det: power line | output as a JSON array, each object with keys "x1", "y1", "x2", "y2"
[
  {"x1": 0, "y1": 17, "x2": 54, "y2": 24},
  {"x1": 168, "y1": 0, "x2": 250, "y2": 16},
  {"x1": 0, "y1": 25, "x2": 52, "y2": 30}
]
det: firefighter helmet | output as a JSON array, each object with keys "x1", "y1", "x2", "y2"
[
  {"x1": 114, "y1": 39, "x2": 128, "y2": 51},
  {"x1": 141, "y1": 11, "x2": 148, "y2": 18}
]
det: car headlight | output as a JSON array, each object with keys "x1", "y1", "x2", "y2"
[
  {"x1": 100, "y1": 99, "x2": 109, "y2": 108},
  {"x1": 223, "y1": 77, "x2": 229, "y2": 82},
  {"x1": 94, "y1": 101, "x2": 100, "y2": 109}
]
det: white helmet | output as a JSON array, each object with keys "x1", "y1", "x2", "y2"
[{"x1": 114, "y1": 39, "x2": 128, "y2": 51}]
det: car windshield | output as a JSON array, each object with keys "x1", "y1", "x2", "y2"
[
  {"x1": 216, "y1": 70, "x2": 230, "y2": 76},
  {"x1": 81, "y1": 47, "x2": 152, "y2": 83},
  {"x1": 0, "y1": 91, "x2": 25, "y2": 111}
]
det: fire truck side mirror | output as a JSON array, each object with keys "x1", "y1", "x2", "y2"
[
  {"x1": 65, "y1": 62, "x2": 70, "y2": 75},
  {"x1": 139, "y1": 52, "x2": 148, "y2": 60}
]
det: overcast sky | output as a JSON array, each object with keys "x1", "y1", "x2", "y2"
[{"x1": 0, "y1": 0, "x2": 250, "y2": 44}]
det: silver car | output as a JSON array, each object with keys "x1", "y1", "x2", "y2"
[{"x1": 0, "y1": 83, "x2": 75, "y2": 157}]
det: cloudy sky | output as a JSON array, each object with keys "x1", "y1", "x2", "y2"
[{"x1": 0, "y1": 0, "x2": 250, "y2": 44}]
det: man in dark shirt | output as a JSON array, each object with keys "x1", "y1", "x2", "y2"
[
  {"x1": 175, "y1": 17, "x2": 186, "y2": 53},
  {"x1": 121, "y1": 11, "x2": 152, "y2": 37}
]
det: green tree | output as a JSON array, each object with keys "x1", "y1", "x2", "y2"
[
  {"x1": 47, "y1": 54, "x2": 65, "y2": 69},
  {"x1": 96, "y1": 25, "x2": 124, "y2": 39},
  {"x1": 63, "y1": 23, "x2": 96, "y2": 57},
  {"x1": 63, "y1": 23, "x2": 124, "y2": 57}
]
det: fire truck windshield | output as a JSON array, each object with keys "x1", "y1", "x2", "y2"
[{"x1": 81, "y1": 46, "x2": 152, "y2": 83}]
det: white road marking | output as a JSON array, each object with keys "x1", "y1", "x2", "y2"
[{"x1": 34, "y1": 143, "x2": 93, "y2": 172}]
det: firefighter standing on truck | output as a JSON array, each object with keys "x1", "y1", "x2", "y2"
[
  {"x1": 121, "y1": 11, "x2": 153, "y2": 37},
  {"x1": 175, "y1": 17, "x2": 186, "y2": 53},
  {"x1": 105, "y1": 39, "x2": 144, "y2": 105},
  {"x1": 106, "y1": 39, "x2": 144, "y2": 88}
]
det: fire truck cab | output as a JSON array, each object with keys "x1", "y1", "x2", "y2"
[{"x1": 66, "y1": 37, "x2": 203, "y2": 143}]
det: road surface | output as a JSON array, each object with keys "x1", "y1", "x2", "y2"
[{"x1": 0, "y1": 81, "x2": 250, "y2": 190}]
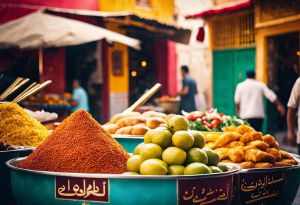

====================

Work required
Locate each line in the listing above that contains the string "firefighter" and copy those lines out in full.

Exercise output
det: firefighter helmet | output as a JSON array, each object with keys "x1", "y1", "x2", "y2"
det: firefighter standing on truck | output as a JSON array, each object with keys "x1", "y1", "x2", "y2"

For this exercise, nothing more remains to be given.